**Problems to solve**
[1] In the passage on the conscious and subconscious mind, what does the Greek word "Hypnos" mean?
[2] Carry on the passage about hypnosis and the subconscious mind, picking up right after its last sentence.

The conscious and the subconscious mind 


Although hypnosis is not strictly a therapy in itself, the hypnotic state allows me to gain access to your subconscious, or unconscious, mind. It is your subconscious that determines much of the way you behave and react to events.


The conscious mind, that part of the brain that you use in the wakened state to make you aware of your surroundings and respond appropriately, is only relatively small compared with the subconscious part of your mind. The subconscious is rather like the main bulk of an iceberg under the tiny tip (the conscious mind) that floats above the surface of the sea. Your subconscious contains all your past-learnt experiences and memories, all your learnt behaviour patterns and reflexes, as well as those inherent survival reflexes that were already present at birth. In the example of phobias, which means an irrational fear of something, the fear will have been learnt at some stage your life and will remain despite your intellectual agreement that it does not need to be a problem anymore.

In the hypnotic state, your mind will become very open to suggestion. The hypnotic state is very different from the normal waking state. Hypnosis is also clearly not the same as sleep. The term 'hypnosis' is a misnomer because the derivation of the word is from the Greek word 'Hypnos', which means sleep but a hypnotised person is not asleep.

**Supplied material**
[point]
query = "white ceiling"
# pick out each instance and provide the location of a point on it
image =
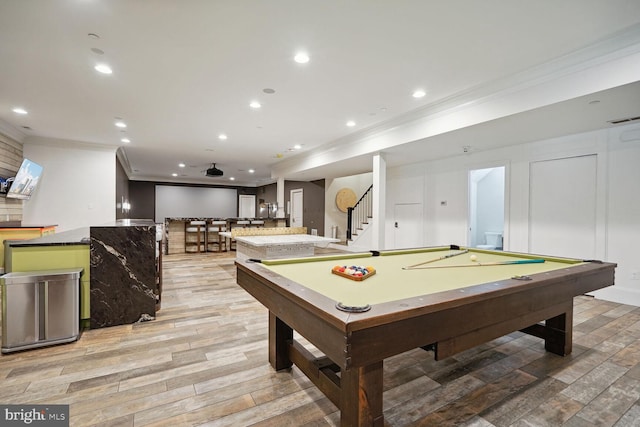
(184, 71)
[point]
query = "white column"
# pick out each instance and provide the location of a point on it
(379, 201)
(280, 198)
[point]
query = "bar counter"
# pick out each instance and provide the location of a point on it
(174, 237)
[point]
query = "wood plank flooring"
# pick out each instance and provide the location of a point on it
(203, 361)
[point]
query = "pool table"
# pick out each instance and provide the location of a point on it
(445, 299)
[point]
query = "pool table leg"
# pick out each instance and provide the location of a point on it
(361, 396)
(280, 335)
(557, 331)
(560, 340)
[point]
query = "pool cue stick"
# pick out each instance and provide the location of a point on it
(436, 259)
(487, 264)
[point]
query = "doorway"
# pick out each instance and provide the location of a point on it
(407, 222)
(296, 199)
(486, 207)
(247, 206)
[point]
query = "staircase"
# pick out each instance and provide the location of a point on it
(359, 216)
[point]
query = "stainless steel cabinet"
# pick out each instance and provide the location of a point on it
(40, 308)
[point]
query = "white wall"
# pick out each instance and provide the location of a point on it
(442, 187)
(78, 184)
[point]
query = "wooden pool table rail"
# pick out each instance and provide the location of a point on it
(450, 321)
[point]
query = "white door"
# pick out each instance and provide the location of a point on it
(247, 203)
(562, 207)
(407, 224)
(296, 219)
(486, 203)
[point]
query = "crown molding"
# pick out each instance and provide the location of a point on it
(12, 131)
(623, 44)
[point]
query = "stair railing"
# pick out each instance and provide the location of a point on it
(359, 214)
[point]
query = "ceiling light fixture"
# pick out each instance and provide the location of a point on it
(301, 58)
(103, 68)
(419, 93)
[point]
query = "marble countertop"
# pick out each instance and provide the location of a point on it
(127, 223)
(286, 240)
(17, 225)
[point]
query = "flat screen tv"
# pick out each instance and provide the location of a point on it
(25, 181)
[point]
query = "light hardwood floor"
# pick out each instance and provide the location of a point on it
(203, 361)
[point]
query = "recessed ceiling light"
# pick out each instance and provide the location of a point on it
(103, 68)
(301, 58)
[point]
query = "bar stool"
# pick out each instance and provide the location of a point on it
(213, 235)
(243, 223)
(195, 236)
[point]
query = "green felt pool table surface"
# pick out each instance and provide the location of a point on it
(445, 306)
(392, 281)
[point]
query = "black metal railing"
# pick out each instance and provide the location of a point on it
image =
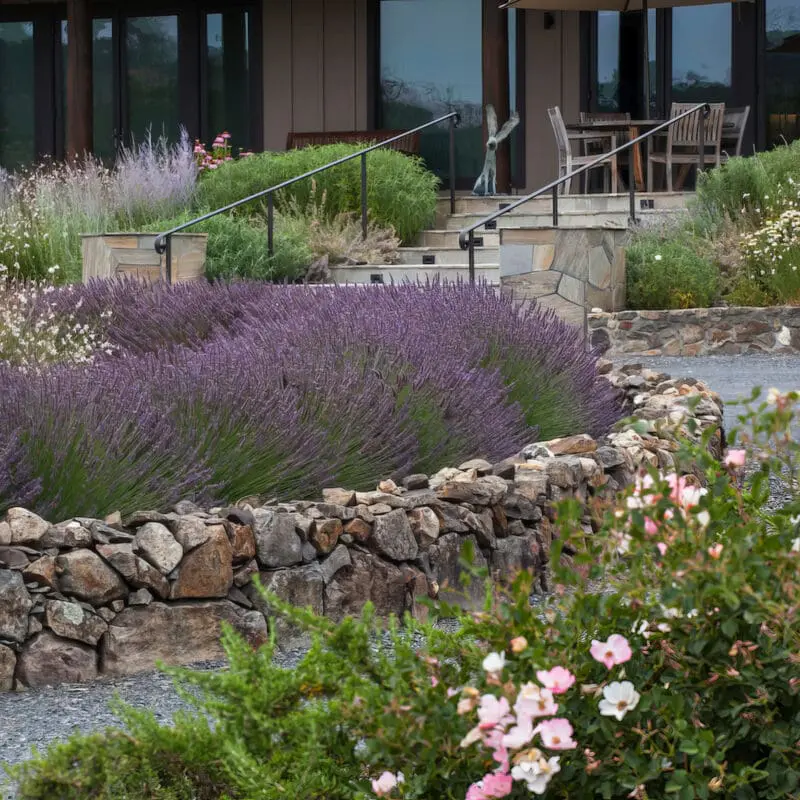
(163, 243)
(466, 238)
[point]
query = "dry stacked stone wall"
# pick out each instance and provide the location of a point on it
(84, 598)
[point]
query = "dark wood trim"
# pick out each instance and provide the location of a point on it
(495, 59)
(80, 112)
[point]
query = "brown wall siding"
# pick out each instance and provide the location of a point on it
(315, 67)
(552, 78)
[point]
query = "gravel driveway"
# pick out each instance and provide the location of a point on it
(35, 718)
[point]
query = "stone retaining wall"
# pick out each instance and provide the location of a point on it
(697, 331)
(85, 598)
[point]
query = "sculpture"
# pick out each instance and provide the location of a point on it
(487, 180)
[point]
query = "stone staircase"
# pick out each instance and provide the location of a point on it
(437, 254)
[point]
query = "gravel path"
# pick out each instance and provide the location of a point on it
(35, 718)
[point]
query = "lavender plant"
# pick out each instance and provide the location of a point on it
(223, 391)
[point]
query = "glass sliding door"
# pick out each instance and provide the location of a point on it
(152, 89)
(430, 64)
(17, 109)
(227, 67)
(702, 54)
(782, 68)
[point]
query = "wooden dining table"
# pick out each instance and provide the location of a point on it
(633, 128)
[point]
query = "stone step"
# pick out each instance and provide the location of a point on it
(401, 273)
(466, 204)
(445, 256)
(446, 238)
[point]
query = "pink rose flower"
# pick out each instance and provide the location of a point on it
(557, 680)
(615, 651)
(386, 783)
(556, 734)
(735, 458)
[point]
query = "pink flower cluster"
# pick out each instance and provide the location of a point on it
(219, 153)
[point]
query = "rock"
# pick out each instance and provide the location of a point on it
(339, 497)
(179, 633)
(15, 605)
(243, 543)
(8, 663)
(338, 559)
(393, 537)
(141, 597)
(207, 571)
(47, 660)
(136, 571)
(424, 525)
(67, 534)
(189, 532)
(325, 533)
(572, 445)
(482, 492)
(445, 559)
(71, 621)
(480, 465)
(143, 517)
(277, 542)
(373, 498)
(417, 481)
(518, 507)
(514, 554)
(302, 587)
(159, 547)
(42, 571)
(13, 558)
(368, 579)
(359, 530)
(26, 527)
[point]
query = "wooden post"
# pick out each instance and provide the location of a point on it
(80, 120)
(496, 81)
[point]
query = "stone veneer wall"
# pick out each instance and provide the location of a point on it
(697, 331)
(85, 598)
(568, 269)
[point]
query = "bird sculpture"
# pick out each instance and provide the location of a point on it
(487, 180)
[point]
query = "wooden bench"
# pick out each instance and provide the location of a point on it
(409, 144)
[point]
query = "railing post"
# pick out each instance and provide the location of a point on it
(364, 196)
(555, 206)
(701, 157)
(452, 165)
(471, 252)
(270, 226)
(168, 260)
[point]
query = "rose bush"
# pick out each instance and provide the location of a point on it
(665, 665)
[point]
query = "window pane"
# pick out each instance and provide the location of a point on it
(228, 75)
(783, 70)
(17, 123)
(701, 54)
(430, 64)
(151, 45)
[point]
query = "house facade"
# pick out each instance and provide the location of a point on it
(83, 74)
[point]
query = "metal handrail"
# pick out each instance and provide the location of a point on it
(163, 242)
(466, 238)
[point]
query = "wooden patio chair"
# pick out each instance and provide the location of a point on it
(568, 161)
(734, 124)
(683, 141)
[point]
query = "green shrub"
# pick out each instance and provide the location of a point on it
(669, 270)
(401, 192)
(697, 696)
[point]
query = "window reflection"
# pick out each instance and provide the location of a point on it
(783, 71)
(228, 75)
(702, 54)
(17, 121)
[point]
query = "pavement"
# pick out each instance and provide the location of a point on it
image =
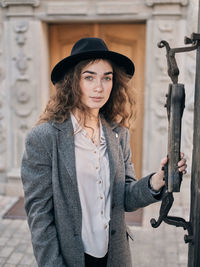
(162, 247)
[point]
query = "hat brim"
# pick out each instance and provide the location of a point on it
(65, 64)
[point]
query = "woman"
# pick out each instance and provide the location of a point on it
(76, 170)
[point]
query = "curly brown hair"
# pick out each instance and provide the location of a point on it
(119, 107)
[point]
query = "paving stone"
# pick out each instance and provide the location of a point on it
(2, 260)
(9, 265)
(15, 258)
(27, 259)
(6, 251)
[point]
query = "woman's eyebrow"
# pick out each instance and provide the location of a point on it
(92, 72)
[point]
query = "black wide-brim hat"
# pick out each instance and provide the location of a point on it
(90, 48)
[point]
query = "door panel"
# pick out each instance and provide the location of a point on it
(125, 38)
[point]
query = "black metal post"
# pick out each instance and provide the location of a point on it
(194, 247)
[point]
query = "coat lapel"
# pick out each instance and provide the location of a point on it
(65, 138)
(112, 148)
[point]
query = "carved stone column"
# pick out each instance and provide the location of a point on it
(3, 101)
(24, 52)
(167, 23)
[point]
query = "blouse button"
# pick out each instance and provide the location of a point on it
(113, 232)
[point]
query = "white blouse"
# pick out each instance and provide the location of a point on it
(93, 177)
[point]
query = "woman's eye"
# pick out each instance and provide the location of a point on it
(108, 78)
(89, 78)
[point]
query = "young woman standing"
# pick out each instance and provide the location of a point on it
(76, 170)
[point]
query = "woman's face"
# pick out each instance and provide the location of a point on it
(96, 83)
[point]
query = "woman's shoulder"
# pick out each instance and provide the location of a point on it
(43, 131)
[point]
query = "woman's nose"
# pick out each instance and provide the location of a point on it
(99, 86)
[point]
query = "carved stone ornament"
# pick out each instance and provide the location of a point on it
(166, 2)
(6, 3)
(22, 101)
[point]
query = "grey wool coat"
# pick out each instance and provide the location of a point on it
(52, 200)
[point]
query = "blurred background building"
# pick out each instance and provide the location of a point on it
(35, 34)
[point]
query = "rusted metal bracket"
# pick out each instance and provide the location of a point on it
(175, 105)
(173, 70)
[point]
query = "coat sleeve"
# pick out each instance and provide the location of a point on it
(137, 193)
(36, 178)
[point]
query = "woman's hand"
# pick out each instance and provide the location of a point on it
(157, 179)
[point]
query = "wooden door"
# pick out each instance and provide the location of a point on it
(125, 38)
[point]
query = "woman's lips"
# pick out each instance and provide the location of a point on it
(96, 99)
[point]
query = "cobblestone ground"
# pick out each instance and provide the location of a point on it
(163, 247)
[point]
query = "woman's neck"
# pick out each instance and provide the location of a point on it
(89, 120)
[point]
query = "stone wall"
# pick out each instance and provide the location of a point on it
(24, 81)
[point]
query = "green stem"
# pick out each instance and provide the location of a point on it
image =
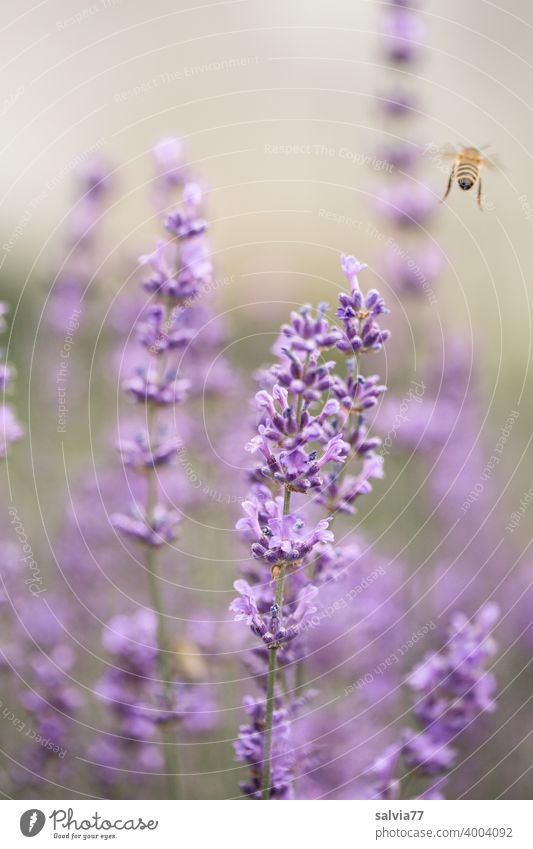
(164, 664)
(271, 676)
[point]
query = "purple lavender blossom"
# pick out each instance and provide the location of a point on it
(452, 688)
(403, 34)
(305, 437)
(10, 429)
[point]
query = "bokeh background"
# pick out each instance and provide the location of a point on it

**Answers in order**
[1] Sleep.

[2]
The state of hypnosis is essentially a state of deep relaxation and is thus almost universally found to be pleasant. Hypnotherapy involves you entering this state of deep relaxation, during which your mind, particularly the subconscious mind, becomes very open to positive, behaviour-changing suggestions made by me. In this relaxed state, you will believe things that you would not believe in the waking state. In simple terms, this principle is used in the therapeutic setting to enable you to believe that, for example, you are no longer afraid of flying, or spiders, or eating in public or whatever your problem behaviour is. These potentially behaviour-changing suggestions, or messages, are left in your subconscious to work at that level and if they are effective, your behaviour will change. Naturally, it is essential that the changes intended are exactly what you want and this is discussed in detail with you before any session of hypnosis takes place.